• WHAT TO WORK ON:
**a.** In the hometown reflection, which town is named as Jesus' home at this point?
**b.** Please rewrite the hometown reflection's paragraph that begins "Jesus' home at this point" as a short bulleted list that keeps its main facts.

• DOCUMENT:
'''

Jesus left there and went to his hometown, accompanied by his disciples. When the Sabbath came, he began to teach in the synagogue, and many who heard him were amazed.

“Where did this man get these things?” they asked. “What’s this wisdom that has been given him? What are these remarkable miracles he is performing? Isn’t this the carpenter? Isn’t this Mary’s son and the brother of James, Joseph,[a] Judas and Simon? Aren’t his sisters here with us?” And they took offense at him.

Jesus said to them, “A prophet is not without honor except in his own town, among his relatives and in his own home.” He could not do any miracles there, except lay his hands on a few sick people and heal them. He was amazed at their lack of faith.

Jesus’ Home Town Rejects Him

Jesus’ home at this point is Capernaum, but he goes back to the town of his younger years.  The people there know him as a carpenter, more literally a woodworking handyman who would do a bit of masonry or smithying if the job required it.  Jesus was no wimp who swooned at the first sign of pain.  However, he was no scribe in the traditional sense.  He was not cut out to be a rabbi in the way that was expected.  Usually a priest or rabbi came from a family where they could dedicate themselves to study.  Jesus would have worked a full-time job and studied on the side.  The people in this passage know him in te same way as we know the fix-it guy who drives up in his old van to do odd jobs.  Suddenly, he takes the role of teacher in his home synagogue and he is stirring up trouble.  Many people rejected Jesus, but the people in his home town had a unique reason.  They could dismiss him because of their familiarity with him.  Rather than let him change his identity in their context, they would define him by the role that he had always had.

I felt this way growing up in my church in England.  Some people knew me as a love-sick boy who had a string of girlfriends.  Some people knew me as a questioning mind who sat and interrupted teaching at inopportune times.  Other people knew me as either cocky or insecure depending on the day.  Some of those people let me grow and become someone else by God’s grace.  Others thought they had me pegged and so they kept me there in their minds whenever I visited.  Actually, when I went to Pakistan and had my eyes opened to poverty and when I came back from my studies, some people were skeptical of the things I would say.  Some family members look on their own children as having grown and matured, but they sometimes treat me as the weak minded or emotional runt in the family.  However, in admitting my weaknesses and seeking help I may have found an uncommon strength.  Jesus is someone who understands this because he endured it on a much larger scale.  However, in his case the people rejecting him rejected the message that is the hope of life to all mankind.  In my case the relationship was affected and little more.

'''

• EXCERPTED DATA:
'''

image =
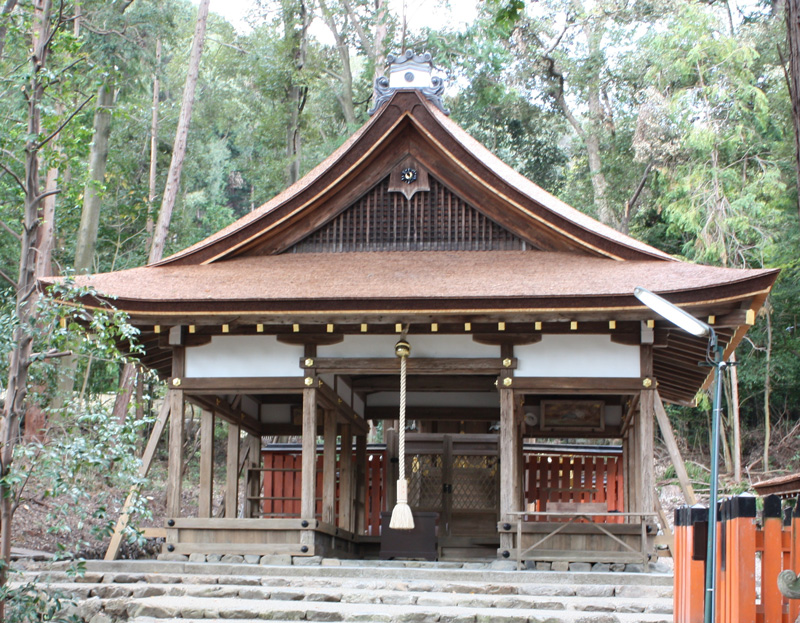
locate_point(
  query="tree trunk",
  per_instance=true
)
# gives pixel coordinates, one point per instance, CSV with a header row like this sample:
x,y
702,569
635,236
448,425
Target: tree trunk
x,y
345,78
151,196
181,134
737,432
596,117
793,79
86,242
7,8
296,34
27,292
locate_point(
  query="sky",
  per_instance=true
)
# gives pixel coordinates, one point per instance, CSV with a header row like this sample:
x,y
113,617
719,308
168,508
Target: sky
x,y
419,13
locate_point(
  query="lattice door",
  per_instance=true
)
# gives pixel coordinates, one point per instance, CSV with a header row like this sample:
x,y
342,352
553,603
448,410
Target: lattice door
x,y
462,488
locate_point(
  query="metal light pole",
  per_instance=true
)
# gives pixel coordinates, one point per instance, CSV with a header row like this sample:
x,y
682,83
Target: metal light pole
x,y
714,357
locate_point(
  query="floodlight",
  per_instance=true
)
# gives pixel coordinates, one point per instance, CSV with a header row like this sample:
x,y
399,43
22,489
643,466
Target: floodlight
x,y
672,312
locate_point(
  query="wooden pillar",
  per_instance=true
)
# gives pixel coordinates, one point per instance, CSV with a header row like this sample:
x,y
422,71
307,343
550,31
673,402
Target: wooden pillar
x,y
519,471
346,488
645,431
646,454
329,469
627,475
205,501
253,487
508,476
361,484
392,467
232,473
176,433
309,462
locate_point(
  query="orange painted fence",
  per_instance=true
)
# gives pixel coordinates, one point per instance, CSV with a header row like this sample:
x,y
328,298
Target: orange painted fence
x,y
746,592
554,473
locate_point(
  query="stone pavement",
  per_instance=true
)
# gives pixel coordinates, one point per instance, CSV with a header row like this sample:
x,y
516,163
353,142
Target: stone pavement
x,y
359,591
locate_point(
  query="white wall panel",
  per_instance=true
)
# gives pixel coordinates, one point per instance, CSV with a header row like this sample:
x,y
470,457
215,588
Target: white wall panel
x,y
454,346
243,356
577,356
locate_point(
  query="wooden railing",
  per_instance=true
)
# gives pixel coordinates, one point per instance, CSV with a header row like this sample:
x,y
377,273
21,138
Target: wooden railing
x,y
551,474
742,542
574,475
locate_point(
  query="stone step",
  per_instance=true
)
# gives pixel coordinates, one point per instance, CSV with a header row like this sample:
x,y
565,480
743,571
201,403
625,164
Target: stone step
x,y
135,570
150,591
599,599
536,584
160,608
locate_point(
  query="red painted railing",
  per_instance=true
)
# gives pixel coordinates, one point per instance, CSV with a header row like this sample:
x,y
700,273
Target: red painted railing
x,y
745,548
572,474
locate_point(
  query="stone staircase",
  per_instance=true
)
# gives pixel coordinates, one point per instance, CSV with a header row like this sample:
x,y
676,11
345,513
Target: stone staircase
x,y
365,591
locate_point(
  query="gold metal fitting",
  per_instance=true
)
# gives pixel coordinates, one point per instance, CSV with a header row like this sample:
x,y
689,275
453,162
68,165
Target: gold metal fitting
x,y
402,348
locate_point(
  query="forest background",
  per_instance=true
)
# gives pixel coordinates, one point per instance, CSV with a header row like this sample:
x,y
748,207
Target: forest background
x,y
669,120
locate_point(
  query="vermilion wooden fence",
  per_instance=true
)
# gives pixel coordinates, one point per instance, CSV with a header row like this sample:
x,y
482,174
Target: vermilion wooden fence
x,y
572,474
282,483
743,593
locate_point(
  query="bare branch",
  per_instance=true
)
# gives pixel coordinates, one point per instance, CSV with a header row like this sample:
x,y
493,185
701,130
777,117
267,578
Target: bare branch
x,y
16,177
66,121
9,279
10,231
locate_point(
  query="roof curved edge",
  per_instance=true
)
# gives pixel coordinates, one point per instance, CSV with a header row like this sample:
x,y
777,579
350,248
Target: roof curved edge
x,y
492,163
537,193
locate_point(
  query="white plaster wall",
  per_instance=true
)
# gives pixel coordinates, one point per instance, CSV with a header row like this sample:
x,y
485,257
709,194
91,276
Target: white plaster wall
x,y
577,356
243,356
455,346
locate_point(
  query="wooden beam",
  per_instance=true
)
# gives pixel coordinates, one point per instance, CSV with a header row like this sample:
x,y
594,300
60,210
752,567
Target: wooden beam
x,y
236,385
560,385
225,411
329,468
232,473
386,365
335,402
478,414
674,452
147,461
424,383
205,500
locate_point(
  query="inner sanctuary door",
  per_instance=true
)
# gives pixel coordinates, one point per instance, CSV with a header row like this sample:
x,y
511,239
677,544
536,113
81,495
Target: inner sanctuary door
x,y
458,477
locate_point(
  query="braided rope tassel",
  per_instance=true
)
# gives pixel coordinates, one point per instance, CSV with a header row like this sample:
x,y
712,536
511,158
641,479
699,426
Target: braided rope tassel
x,y
402,519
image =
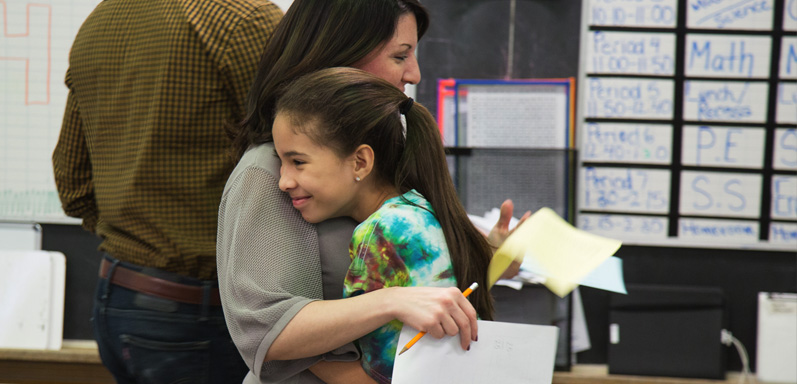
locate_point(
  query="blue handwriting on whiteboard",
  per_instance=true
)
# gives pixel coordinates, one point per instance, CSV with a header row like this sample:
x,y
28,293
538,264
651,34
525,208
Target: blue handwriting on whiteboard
x,y
619,100
785,98
784,198
621,54
628,189
740,62
707,138
791,58
633,142
610,223
783,233
690,227
658,14
709,198
788,144
731,107
738,11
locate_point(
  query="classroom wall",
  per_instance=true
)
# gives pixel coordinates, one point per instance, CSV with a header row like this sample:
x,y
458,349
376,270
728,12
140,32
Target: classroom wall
x,y
546,44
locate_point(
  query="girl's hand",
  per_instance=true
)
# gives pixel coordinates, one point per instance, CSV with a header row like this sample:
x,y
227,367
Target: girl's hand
x,y
436,311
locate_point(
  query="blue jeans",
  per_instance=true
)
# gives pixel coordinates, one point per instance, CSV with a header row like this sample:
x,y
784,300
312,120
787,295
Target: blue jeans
x,y
147,339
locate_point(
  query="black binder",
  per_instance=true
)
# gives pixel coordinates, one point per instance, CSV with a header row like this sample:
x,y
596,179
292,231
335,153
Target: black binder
x,y
667,331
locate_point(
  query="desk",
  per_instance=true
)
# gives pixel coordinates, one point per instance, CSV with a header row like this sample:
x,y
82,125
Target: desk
x,y
77,362
599,374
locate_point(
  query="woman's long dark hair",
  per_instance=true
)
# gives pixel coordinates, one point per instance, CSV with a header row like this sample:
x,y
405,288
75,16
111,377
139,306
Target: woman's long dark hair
x,y
317,34
342,108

'''

• RESPONSES FOR EACH TASK:
**a.** Capernaum

**b.**
- Jesus now lives in Capernaum but goes back to the town of his younger years.
- People there know him as a carpenter: a woodworking handyman who would also do some masonry or smithying if a job required it.
- He was no wimp, but he was not a traditional scribe or the expected kind of rabbi.
- Priests and rabbis usually came from families that let them dedicate themselves to study, while Jesus would have worked full time and studied on the side.
- The townspeople saw him the way we see a fix-it guy who drives up in an old van to do odd jobs, so when he suddenly teaches in their synagogue, he is stirring up trouble.
- Many people rejected Jesus, but his hometown could dismiss him out of familiarity, defining him by his old role rather than letting his identity change.